───── Material shown

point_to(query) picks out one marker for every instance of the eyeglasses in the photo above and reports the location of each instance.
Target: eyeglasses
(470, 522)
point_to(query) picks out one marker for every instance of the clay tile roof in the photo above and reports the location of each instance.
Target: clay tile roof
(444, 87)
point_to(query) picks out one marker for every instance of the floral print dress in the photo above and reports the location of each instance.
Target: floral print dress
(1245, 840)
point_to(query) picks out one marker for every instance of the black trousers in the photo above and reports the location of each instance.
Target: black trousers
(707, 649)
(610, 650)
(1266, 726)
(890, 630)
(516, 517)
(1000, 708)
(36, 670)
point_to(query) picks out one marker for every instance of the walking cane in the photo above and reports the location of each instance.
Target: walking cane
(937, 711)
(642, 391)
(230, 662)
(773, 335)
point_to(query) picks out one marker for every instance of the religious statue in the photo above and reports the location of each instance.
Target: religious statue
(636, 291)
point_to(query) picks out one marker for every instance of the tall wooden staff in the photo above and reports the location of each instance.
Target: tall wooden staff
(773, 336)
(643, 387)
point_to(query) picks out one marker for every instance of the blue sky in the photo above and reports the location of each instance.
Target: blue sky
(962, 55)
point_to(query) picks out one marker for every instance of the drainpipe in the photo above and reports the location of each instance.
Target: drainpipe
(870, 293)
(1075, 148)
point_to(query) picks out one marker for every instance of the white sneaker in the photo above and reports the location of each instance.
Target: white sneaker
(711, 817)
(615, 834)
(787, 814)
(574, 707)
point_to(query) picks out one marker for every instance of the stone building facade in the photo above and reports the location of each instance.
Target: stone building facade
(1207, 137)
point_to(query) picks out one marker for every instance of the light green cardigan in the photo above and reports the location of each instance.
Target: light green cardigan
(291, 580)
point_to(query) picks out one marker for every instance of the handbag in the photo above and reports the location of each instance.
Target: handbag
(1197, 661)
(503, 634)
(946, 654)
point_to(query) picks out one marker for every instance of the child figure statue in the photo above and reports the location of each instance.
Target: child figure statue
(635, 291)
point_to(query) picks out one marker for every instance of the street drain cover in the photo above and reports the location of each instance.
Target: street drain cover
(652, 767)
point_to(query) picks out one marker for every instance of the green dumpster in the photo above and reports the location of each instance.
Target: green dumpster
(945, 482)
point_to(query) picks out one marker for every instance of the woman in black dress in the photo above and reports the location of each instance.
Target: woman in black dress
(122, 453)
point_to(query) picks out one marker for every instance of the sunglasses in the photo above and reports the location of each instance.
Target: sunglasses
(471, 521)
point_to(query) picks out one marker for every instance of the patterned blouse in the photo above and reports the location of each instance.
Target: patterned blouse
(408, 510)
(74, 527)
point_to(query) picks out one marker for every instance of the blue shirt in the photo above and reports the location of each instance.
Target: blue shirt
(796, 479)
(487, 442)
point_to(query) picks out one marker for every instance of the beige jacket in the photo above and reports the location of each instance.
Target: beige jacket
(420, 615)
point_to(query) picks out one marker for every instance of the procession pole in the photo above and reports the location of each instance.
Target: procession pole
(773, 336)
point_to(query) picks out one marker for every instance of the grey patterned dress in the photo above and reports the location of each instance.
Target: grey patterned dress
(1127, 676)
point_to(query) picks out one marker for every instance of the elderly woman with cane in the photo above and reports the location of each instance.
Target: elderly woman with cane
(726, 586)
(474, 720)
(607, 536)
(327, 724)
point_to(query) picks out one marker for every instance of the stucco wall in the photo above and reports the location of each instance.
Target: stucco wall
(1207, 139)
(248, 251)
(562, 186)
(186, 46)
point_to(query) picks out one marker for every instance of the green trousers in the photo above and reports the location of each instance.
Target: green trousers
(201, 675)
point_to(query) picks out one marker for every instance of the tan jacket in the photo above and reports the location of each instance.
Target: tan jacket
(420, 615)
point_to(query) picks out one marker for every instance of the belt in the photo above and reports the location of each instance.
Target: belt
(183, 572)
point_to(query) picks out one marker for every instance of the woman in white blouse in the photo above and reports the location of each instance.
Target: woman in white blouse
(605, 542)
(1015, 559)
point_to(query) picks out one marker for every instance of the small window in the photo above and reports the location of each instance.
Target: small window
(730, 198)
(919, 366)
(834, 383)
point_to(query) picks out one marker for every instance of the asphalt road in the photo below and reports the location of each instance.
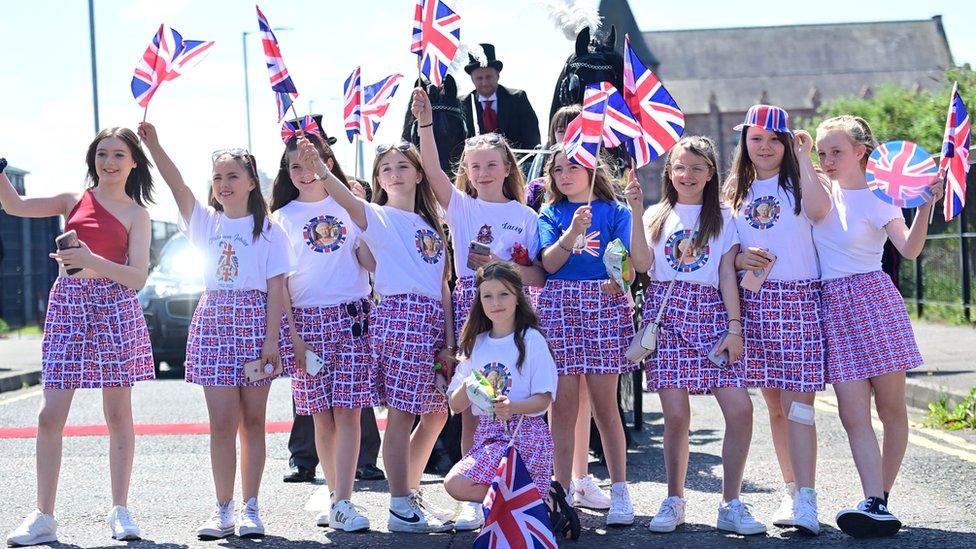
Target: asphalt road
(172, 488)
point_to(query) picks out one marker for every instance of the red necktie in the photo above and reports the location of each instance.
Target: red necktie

──────────

▶ _Directions_: Convert the lines from the one containing "of the small" through the last line into a Markdown table with the columns Row and Line, omitting blank lines. Leave the pictures out of the answer.

▶ _Output of the task_:
| Row | Line |
|---|---|
| 1 | point_to(query) picks out one marker for every instance of the small window in the photo above and reports the location of each instance. |
| 2 | Target: small window |
| 3 | (730, 198) |
| 4 | (919, 366) |
| 5 | (834, 383) |
| 6 | point_to(query) picks out one marker for every instance of the asphalt road in the photo below and reports the location of each instance. |
| 7 | Target: asphalt road |
| 8 | (172, 488) |
| 9 | point_to(query) picks out one marker for every instance of the red necktie in the photo above and reports the location of each instance. |
| 10 | Target: red necktie |